EXERCISE GOAL → Go through the records below and show every line with the string "nostril".

DATA SHOWN →
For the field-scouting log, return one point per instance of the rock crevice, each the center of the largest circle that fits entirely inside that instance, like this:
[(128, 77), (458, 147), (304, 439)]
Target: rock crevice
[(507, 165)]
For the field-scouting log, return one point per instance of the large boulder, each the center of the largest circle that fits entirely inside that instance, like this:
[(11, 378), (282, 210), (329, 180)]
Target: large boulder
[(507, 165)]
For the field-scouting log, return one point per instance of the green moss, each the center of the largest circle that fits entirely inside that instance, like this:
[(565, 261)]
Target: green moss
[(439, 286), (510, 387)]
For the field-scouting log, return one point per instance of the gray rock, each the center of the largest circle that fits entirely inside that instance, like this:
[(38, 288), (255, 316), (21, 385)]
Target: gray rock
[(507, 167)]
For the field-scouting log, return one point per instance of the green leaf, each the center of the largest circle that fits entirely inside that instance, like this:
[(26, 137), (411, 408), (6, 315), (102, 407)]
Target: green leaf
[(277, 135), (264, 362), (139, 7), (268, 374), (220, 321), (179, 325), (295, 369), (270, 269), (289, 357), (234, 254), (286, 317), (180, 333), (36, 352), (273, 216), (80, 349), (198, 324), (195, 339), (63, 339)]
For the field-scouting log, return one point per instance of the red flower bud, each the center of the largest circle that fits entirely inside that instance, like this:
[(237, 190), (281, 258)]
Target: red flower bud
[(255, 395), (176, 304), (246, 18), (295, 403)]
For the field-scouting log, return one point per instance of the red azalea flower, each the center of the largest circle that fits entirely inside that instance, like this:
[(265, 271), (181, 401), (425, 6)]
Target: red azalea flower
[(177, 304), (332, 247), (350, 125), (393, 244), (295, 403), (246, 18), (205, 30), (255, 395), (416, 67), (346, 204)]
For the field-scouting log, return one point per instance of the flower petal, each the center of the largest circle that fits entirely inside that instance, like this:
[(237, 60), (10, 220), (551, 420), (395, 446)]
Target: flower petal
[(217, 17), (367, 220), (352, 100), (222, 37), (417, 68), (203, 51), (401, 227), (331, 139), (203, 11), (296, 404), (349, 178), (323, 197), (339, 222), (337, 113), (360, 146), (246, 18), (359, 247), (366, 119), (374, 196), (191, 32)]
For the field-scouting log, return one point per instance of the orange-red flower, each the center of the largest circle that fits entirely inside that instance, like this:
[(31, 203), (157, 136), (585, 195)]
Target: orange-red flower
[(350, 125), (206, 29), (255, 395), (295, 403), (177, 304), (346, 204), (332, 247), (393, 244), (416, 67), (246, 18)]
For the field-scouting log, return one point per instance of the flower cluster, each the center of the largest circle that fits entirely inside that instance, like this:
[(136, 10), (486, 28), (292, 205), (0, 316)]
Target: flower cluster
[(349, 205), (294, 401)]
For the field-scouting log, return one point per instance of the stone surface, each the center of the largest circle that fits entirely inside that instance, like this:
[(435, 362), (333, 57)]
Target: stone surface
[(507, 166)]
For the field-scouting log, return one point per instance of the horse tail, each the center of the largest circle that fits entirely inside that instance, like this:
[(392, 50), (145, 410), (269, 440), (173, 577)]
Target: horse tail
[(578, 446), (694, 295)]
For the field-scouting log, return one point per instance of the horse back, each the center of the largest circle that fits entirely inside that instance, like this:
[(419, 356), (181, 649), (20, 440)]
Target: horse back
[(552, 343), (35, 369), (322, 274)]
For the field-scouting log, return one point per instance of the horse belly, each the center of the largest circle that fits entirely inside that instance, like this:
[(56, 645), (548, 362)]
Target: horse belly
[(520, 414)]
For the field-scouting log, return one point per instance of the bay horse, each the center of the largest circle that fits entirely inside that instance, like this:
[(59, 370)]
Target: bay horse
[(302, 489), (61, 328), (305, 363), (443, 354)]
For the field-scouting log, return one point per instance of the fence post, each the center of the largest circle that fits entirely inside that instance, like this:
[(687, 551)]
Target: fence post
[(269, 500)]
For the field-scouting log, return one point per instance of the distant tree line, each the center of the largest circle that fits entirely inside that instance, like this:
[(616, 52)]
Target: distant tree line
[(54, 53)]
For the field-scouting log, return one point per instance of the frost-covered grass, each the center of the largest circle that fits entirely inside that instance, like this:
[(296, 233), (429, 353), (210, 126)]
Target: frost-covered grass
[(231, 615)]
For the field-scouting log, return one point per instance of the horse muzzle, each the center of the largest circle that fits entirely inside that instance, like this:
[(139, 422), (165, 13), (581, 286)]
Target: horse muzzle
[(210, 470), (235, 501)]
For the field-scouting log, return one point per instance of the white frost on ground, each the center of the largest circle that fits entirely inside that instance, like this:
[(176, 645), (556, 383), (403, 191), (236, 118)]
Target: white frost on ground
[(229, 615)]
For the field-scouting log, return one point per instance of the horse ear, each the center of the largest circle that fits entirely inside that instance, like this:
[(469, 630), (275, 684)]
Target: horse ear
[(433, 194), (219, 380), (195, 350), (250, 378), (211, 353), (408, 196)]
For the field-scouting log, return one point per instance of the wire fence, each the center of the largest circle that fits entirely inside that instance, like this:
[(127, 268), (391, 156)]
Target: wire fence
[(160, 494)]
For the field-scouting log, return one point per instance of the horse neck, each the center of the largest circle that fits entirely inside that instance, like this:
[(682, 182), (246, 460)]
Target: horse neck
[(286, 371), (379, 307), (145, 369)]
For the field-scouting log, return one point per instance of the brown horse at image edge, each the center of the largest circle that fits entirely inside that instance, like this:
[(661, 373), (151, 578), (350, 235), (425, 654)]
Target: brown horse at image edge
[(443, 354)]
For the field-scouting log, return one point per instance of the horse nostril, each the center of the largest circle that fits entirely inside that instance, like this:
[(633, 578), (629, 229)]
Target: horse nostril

TASK RESULT →
For the field-scouting log, return one point per instance of the horse nostril, each the center of the largest circle that fits entirely inside that instance, like this:
Target: horse nostril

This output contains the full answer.